== Exercise prompt ==
Everything from the line holding "Reviewer check: make sure each instance of the orange" through the last line below must be repeated exactly, and nothing else.

— START OF Material provided —

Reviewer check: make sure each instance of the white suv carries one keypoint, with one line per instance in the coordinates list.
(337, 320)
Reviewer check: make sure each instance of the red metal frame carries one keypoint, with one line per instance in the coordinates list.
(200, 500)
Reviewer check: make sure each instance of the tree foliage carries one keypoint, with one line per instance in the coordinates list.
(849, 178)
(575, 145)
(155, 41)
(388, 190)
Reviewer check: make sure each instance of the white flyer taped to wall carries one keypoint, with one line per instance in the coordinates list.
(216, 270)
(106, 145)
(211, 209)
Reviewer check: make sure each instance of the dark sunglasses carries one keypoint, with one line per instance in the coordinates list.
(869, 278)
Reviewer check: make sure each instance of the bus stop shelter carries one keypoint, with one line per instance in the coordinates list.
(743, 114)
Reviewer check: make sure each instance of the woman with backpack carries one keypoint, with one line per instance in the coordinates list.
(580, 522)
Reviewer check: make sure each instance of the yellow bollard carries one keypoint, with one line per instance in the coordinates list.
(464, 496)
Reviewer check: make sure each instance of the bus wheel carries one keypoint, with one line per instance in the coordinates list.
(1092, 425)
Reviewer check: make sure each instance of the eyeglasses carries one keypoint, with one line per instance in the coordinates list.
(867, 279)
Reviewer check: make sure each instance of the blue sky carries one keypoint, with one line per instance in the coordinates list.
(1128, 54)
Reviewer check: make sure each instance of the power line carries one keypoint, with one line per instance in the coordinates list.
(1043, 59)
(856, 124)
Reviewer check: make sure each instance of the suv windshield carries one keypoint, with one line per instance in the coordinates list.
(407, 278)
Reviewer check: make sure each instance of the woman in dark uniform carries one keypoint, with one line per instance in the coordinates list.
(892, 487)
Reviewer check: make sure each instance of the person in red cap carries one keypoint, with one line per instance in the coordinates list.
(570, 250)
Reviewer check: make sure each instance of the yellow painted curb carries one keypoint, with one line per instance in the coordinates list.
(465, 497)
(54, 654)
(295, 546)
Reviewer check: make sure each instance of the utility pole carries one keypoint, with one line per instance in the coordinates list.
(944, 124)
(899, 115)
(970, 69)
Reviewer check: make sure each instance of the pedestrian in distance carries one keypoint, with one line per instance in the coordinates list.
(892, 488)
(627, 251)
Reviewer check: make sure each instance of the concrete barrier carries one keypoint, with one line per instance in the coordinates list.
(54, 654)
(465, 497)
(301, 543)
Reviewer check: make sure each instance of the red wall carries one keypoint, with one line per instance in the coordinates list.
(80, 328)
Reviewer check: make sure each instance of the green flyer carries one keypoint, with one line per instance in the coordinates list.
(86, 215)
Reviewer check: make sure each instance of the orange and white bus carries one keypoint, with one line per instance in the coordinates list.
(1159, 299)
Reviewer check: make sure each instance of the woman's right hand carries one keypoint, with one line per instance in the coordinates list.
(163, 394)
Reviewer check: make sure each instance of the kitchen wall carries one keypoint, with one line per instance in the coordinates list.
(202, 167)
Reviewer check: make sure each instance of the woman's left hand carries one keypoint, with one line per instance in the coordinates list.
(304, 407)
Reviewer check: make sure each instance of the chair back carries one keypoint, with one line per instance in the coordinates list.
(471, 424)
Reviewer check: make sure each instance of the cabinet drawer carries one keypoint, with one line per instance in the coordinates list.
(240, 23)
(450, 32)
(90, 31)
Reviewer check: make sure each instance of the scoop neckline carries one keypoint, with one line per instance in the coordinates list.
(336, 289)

— END OF Material provided —

== Result for this task ==
Reviewer check: make sure each instance of the orange and white bus carries one keypoint, with one line per instance in the coordinates list.
(1159, 299)
Reviewer check: make sure each instance of the woman's right hand carries one keypoint, with one line per instance in the coordinates list.
(163, 394)
Reviewer check: make sure each instance of the kitchen wall carries one keypoint, with one line per instance in the coordinates list.
(202, 167)
Reviewer check: make sure each instance of the woman's left hand carries one keypoint, with one line per instance in the coordinates list.
(304, 407)
Reviewer check: make sure each instance of the chair back carries one keypoint, with one line per instance in the coordinates list.
(471, 424)
Reviewer check: make sure each instance of the cabinet drawer carries one keypoint, with one line per instance in the coordinates list.
(240, 23)
(450, 32)
(90, 31)
Reviewer check: make sure each instance of the scoop neckline carries one keypoint, with one line per instance in the coordinates list.
(336, 289)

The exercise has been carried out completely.